— START Passage —

DeporTV
- Current logo, used since 2020
- Country: Argentina
- Broadcast area: Argentina Uruguay Paraguay Peru

Programming
- Picture format: HDTV 1080i

Ownership
- Owner: Ministry of Human Capital of Argentina
- Sister channels: Televisión Pública, Encuentro, Pakapaka, CINE.AR, TEC, Aunar

History
- Launched: 12 April 2012; 13 years ago

Links
- Website: deportv.gob.ar

Availability

Terrestrial
- Digital UHF: Channel 24.01 (HD)

= DeporTV =

Argentine television channel

DeporTV is an Argentine over-the-air sports channel owned by Contenidos Públicos, S.A. and operated by Secretaría de Medios y Comunicación Pública.

==History==
The channel was established by Argentine president Cristina Fernández de Kirchner on April 12, 2012, and was initially operating a test service, which became a full-time service on February 21, 2013. The official launch of the channel was held at Tecnópolis and was inserted in the Ministry of Education. Events covered at launch included the Argentine soccer league (Fútbol Para Todos), Copa Argentina, local motorsports, Copa del Rey, the South American Athletics Championships, the ABC Spanish basketball league and original content. At the end of 2013, the channel announced that it would launch its HD feed, reportedly using the bandwidth of a channel that closed, Suri TV.

— END Passage —
— START Rows —

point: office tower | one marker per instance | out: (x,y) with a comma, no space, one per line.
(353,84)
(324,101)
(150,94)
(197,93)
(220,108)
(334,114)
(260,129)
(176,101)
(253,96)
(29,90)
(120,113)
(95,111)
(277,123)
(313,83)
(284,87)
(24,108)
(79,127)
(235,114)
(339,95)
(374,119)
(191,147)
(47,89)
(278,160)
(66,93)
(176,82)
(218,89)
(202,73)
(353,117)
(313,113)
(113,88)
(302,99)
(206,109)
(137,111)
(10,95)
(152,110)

— END Rows —
— START Rows —

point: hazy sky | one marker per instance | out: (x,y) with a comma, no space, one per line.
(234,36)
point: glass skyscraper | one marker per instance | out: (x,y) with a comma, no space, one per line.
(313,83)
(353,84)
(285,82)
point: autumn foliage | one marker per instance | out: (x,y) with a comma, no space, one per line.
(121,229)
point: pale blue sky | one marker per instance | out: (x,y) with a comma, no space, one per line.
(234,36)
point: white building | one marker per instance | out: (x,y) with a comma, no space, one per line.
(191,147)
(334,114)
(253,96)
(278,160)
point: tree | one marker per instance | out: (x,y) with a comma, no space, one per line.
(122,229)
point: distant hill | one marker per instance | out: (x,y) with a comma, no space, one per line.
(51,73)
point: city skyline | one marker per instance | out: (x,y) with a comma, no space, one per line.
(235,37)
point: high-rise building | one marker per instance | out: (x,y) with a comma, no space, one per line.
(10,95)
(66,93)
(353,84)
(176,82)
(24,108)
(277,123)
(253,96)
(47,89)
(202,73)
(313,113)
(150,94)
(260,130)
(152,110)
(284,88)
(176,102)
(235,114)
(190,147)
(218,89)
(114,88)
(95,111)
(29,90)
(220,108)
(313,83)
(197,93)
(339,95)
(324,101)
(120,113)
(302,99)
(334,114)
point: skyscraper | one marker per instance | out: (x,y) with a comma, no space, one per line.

— END Rows —
— START Rows —

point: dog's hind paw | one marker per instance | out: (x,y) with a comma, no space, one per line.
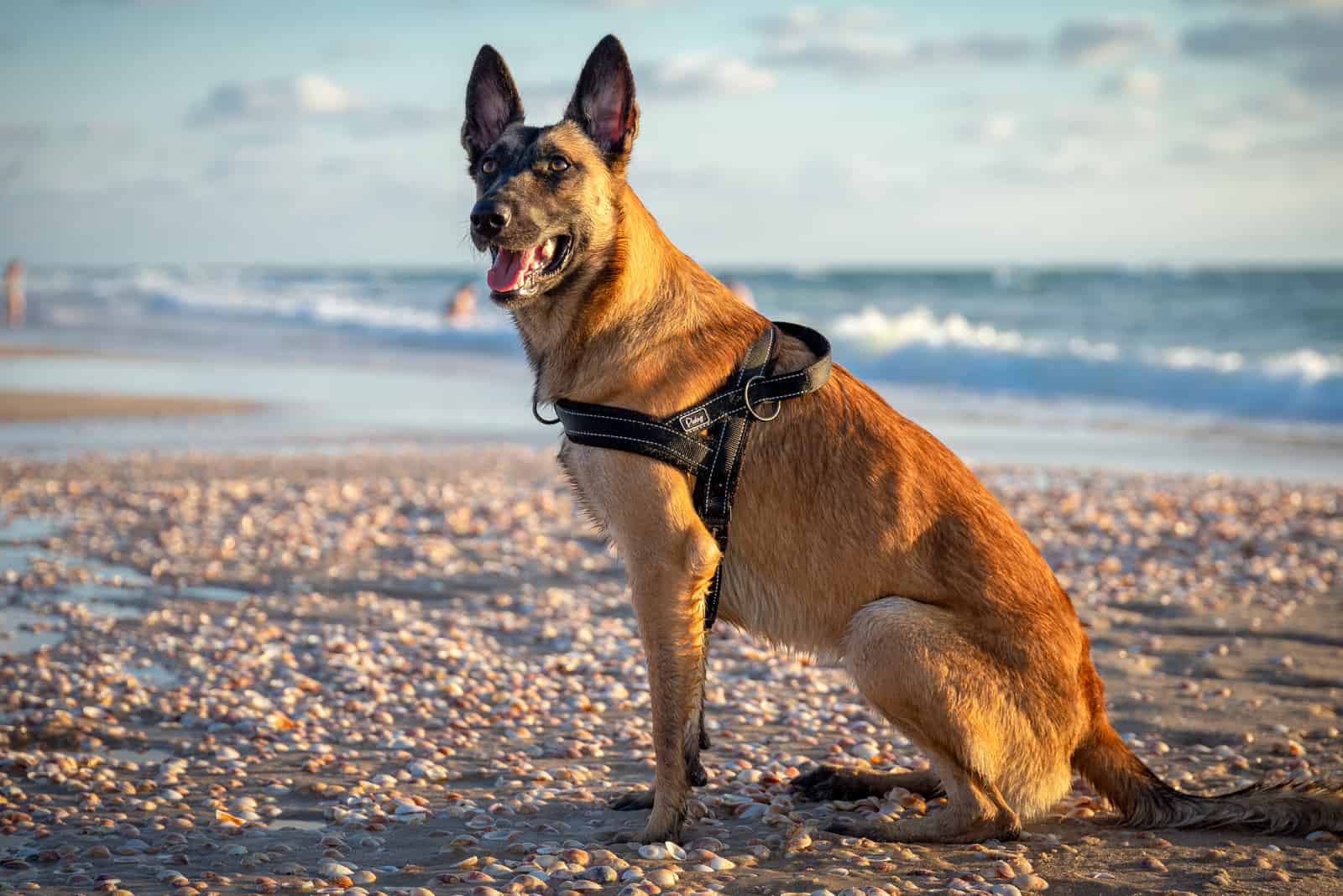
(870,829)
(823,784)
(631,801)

— END Rows —

▶ [Task requirements]:
a) Summarize the DeporTV article in two sentences.
b) Resume the DeporTV article and continue it from its last sentence.
The lines come from a separate source.

▶ [Outputs in order]:
a) DeporTV is an Argentine over-the-air sports channel that Argentine president Cristina Fernández de Kirchner established on April 12, 2012. It began as a test service and became full-time on February 21, 2013, with launch coverage that included the Argentine soccer league, Copa Argentina, local motorsports, Copa del Rey, the South American Athletics Championships, the ABC Spanish basketball league and original content; at the end of 2013 it announced an HD feed that reportedly used the bandwidth of Suri TV, a channel that had closed.

b)
The contract for the production of over 600 editions of its sports news programs and news flashes ended on January 22, 2016, firing 120 staff. The channel used this phase to introduce a new schedule, to be introduced in March. On December 3, the channel unveiled a new logo.

In July 2020, in conjunction with its new logo, the channel announced a new line-up, following a phase where the channel had years on end without new content. A female announcer was added for channel promos.

At the end of 2024, the channel left its longtime premises at Escuela Mecánica de la Armada and moved to those of Televisión Pública. With this change, one of its studios was now being used for DeporTV's studio-based programming.

== Programming ==
- Punto Turístico Aventurero
- La Aventura del Hombre (Versión Actualizable)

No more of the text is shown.